##### Material to process

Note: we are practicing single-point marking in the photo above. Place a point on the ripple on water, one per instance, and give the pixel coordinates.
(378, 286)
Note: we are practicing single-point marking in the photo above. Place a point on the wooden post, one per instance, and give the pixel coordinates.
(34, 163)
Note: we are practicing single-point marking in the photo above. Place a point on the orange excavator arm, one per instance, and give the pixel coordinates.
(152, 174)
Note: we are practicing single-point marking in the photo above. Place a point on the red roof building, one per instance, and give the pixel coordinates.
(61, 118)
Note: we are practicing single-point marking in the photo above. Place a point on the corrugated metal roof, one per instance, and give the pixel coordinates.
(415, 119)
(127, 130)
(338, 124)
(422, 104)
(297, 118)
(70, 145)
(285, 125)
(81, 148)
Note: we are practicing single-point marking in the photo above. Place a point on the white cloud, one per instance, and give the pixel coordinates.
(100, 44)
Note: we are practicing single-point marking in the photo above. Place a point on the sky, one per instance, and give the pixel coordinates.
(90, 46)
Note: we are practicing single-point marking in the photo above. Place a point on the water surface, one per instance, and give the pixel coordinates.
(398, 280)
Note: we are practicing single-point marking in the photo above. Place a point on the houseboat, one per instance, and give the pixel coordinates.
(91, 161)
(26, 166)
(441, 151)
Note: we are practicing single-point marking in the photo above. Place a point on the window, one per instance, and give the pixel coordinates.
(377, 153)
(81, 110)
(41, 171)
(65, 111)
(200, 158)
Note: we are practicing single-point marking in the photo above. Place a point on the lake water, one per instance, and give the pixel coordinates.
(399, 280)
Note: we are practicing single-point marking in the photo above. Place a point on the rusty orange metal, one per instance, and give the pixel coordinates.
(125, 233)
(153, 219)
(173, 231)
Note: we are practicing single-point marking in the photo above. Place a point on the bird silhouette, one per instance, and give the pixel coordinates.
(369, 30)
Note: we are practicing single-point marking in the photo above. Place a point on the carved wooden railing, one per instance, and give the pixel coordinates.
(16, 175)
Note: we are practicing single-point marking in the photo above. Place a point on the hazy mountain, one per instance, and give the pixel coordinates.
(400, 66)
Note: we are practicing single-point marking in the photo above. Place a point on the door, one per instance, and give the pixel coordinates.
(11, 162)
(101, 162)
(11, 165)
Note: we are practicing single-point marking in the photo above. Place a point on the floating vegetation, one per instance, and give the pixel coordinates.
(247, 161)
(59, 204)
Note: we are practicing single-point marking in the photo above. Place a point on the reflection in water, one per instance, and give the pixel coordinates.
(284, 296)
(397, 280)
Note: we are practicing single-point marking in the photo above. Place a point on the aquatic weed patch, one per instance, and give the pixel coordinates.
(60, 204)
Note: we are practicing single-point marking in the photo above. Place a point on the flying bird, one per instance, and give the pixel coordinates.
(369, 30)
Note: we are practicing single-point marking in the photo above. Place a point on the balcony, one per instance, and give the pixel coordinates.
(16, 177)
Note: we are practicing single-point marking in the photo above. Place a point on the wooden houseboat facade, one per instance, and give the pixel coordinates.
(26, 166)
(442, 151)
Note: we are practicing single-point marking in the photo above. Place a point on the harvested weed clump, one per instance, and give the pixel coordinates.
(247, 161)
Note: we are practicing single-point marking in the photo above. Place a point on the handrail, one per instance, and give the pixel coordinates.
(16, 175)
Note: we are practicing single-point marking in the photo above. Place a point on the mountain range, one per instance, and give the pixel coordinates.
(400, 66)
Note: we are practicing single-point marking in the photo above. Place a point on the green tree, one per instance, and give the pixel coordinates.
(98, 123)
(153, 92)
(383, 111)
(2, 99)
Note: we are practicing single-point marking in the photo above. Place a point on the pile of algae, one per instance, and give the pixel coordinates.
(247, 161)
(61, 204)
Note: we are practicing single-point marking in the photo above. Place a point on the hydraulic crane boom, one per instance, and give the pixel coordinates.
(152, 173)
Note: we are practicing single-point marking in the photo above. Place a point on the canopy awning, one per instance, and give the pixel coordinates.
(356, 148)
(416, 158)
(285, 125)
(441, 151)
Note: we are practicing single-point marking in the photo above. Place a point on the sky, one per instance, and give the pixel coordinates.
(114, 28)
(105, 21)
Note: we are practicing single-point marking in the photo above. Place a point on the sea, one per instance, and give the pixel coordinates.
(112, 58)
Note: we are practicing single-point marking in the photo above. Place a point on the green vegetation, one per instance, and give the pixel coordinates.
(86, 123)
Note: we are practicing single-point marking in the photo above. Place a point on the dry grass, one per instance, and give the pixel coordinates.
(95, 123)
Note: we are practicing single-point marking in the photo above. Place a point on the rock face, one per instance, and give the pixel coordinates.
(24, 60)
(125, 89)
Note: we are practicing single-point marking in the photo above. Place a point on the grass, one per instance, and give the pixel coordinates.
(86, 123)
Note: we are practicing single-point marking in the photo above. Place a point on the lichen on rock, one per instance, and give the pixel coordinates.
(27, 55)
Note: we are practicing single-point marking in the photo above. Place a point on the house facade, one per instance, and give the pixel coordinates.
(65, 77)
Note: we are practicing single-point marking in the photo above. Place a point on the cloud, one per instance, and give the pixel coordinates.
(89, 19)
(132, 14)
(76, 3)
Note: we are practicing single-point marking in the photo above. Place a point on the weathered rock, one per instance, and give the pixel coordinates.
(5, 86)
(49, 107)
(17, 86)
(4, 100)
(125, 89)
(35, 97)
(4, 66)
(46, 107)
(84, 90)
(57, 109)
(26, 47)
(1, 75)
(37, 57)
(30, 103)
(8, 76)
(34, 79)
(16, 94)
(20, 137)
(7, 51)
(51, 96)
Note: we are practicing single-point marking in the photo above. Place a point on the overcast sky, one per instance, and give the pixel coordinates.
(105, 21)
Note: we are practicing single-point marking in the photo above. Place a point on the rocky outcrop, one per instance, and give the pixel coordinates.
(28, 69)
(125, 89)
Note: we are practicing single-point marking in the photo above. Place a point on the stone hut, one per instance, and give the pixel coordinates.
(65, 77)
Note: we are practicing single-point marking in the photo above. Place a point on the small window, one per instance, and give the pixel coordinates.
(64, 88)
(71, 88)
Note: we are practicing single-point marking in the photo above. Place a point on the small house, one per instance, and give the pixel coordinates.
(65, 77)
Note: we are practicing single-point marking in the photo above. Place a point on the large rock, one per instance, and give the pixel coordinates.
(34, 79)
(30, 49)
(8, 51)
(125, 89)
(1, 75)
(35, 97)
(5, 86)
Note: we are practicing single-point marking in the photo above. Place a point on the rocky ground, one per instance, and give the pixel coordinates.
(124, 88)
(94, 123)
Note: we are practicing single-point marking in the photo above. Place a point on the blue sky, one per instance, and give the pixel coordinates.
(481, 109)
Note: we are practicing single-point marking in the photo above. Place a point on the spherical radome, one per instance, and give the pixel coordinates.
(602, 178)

##########

## Assignment
Every line of the listing must be transcribed exactly.

## Final answer
Note: we are practicing single-point marking in the photo above. Place a point on the ripple on water, one per instance, and give the pixel coordinates.
(378, 286)
Note: we are practicing single-point marking in the photo above. Place a point on the wooden post, one per instance, and give the pixel coordinates.
(34, 163)
Note: we are practicing single-point marking in the photo above. Place a point on the orange excavator arm, one per instance, and give the pixel coordinates.
(152, 174)
Note: we are practicing single-point marking in the photo above. Place a point on the red roof building, one per instance, and give the pixel coordinates.
(61, 118)
Note: we are practicing single-point marking in the photo above. Place a point on the corrugated metal roof, one per instance, and give the pixel coordinates.
(415, 119)
(127, 130)
(338, 124)
(422, 104)
(297, 118)
(70, 145)
(285, 125)
(81, 148)
Note: we are practicing single-point marking in the photo above. Place a point on the white cloud, one per instance, and give the pixel coordinates.
(100, 44)
Note: we are practicing single-point marking in the photo above. Place a point on the sky, one per instance, and give the pixel coordinates.
(90, 46)
Note: we are practicing single-point marking in the photo above. Place a point on the water surface, one per instance, and give the pixel coordinates.
(398, 280)
Note: we are practicing single-point marking in the photo above. Place a point on the houseboat, one per instance, and give the pixel coordinates.
(91, 161)
(26, 166)
(441, 151)
Note: we are practicing single-point marking in the photo above. Place a point on the window, one per instance, and give the pixel coordinates.
(377, 153)
(81, 110)
(41, 171)
(65, 111)
(200, 158)
Note: we are practicing single-point marking in the photo above. Place a point on the lake water, one per instance, and give the pixel coordinates.
(399, 280)
Note: we are practicing single-point marking in the photo above. Place a point on the rusty orange metal, one per instance, and give the pixel coordinates.
(125, 233)
(153, 219)
(173, 231)
Note: we are practicing single-point marking in the photo above. Place a point on the bird silhouette, one per instance, and give the pixel coordinates.
(369, 30)
Note: we are practicing single-point marking in the photo above. Place a point on the carved wooden railing, one per instance, and give the pixel coordinates.
(16, 175)
Note: we are practicing single-point marking in the photo above. Place a point on the hazy mountain, one per instance, and give the pixel coordinates.
(400, 66)
Note: we are practicing single-point marking in the photo above. Place a point on the door, one per instance, and give the pixel coordinates.
(11, 162)
(101, 162)
(11, 165)
Note: we are practicing single-point marking in the photo above. Place a point on the floating vegetation, one per instance, and give the pixel coordinates.
(247, 161)
(59, 204)
Note: we are practicing single-point marking in the photo above. Place a point on the reflection in water, one per instance, and give the pixel coordinates.
(284, 296)
(397, 280)
Note: we are practicing single-point marking in the photo above. Place a point on the aquatic weed patch, one per instance, and give the pixel coordinates.
(60, 204)
Note: we are practicing single-point marking in the photo above. Place a point on the flying bird, one per instance, and give the pixel coordinates.
(369, 30)
Note: we are practicing single-point marking in the photo above. Place a point on the balcony, one per instance, and give the pixel coordinates.
(16, 177)
Note: we are practicing single-point marking in the photo above. Place a point on the wooden houseboat facade, one per instance, and give the pixel coordinates.
(26, 166)
(442, 151)
Note: we are practicing single-point marking in the photo above. Place a point on the harvested weed clump, one per instance, and give the pixel coordinates.
(247, 161)
Note: we are practicing single-point marking in the photo above. Place a point on the handrail, one per instance, and give the pixel coordinates.
(16, 175)
Note: we are practicing single-point marking in the photo above. Place a point on the mountain range, one per instance, and give the pixel coordinates.
(400, 66)
Note: we are practicing single-point marking in the photo above. Place a point on the green tree, one per instance, and give the pixel coordinates.
(98, 123)
(153, 92)
(383, 111)
(2, 99)
Note: we are practicing single-point marking in the photo above. Place a point on the pile of algae, one per instance, and give the pixel coordinates.
(247, 161)
(61, 204)
Note: we are practicing single-point marking in the photo above. Place a point on the hydraulic crane boom, one per instance, and give the pixel coordinates.
(152, 173)
Note: we are practicing single-point marking in the photo above. Place a point on the canopy awning, one per instance, and give the pixel coordinates.
(356, 148)
(416, 158)
(285, 125)
(441, 151)
Note: we are practicing single-point marking in the photo above. Place a point on the sky, one per instance, and give the pixel coordinates.
(114, 28)
(105, 21)
Note: we are practicing single-point marking in the photo above. Place a point on the sea, one per instance, and give the pixel coordinates.
(112, 58)
Note: we are practicing single-point marking in the photo above. Place a point on the green vegetation, one per instance, and give the pixel coordinates.
(86, 123)
Note: we are practicing single-point marking in the photo above. Place a point on the dry grass, one per instance, and give the pixel coordinates.
(95, 123)
Note: we are practicing single-point marking in the photo above. Place a point on the rock face, one per instance, and give the pixel coordinates.
(24, 60)
(125, 89)
Note: we are practicing single-point marking in the photo above. Place a point on the grass, one per instance, and give the pixel coordinates.
(86, 123)
Note: we are practicing single-point marking in the photo above. Place a point on the lichen on rock, one per instance, and give the pixel coordinates.
(27, 55)
Note: we are practicing single-point marking in the photo above. Place a point on the house facade, one per instance, and give the pixel coordinates.
(65, 77)
Note: we are practicing single-point marking in the photo above. Place a point on the cloud, one per instance, and give the pixel coordinates.
(89, 19)
(132, 14)
(76, 3)
Note: we are practicing single-point marking in the photo above. Place a point on the weathered rock, one per instance, and give the pixel coordinates.
(5, 86)
(49, 107)
(17, 86)
(4, 100)
(125, 89)
(35, 97)
(4, 66)
(46, 107)
(84, 90)
(57, 109)
(26, 47)
(1, 75)
(37, 57)
(30, 103)
(8, 76)
(34, 79)
(16, 94)
(20, 137)
(7, 51)
(51, 96)
Note: we are practicing single-point marking in the photo above. Place a point on the overcast sky, one per instance, and give the pixel coordinates.
(105, 21)
Note: we are practicing single-point marking in the photo above. Place a point on the rocky outcrop, one per instance, and give the pixel coordinates.
(28, 69)
(125, 89)
Note: we are practicing single-point marking in the photo above. Place a point on the stone hut, one per instance, and give the pixel coordinates.
(65, 77)
Note: we are practicing single-point marking in the photo above. Place a point on the small window, one per instance, and give the pixel coordinates.
(64, 88)
(71, 88)
Note: we are practicing single-point marking in the photo above. Place a point on the small house, one per instance, and give the pixel coordinates.
(65, 77)
Note: we are practicing single-point marking in the photo above. Place a point on the large rock, one per instance, and give the pixel coordinates.
(34, 79)
(30, 49)
(8, 51)
(125, 89)
(1, 75)
(35, 97)
(5, 86)
Note: we are practicing single-point marking in the photo above. Place a point on the rocky ground, one per instance, and give the pixel coordinates.
(124, 88)
(94, 123)
Note: we are practicing single-point marking in the photo above. Place a point on the blue sky, one per instance, and give the pixel coordinates.
(481, 109)
Note: we are practicing single-point marking in the photo above. Place a point on the spherical radome, one per instance, and give the pixel coordinates.
(602, 178)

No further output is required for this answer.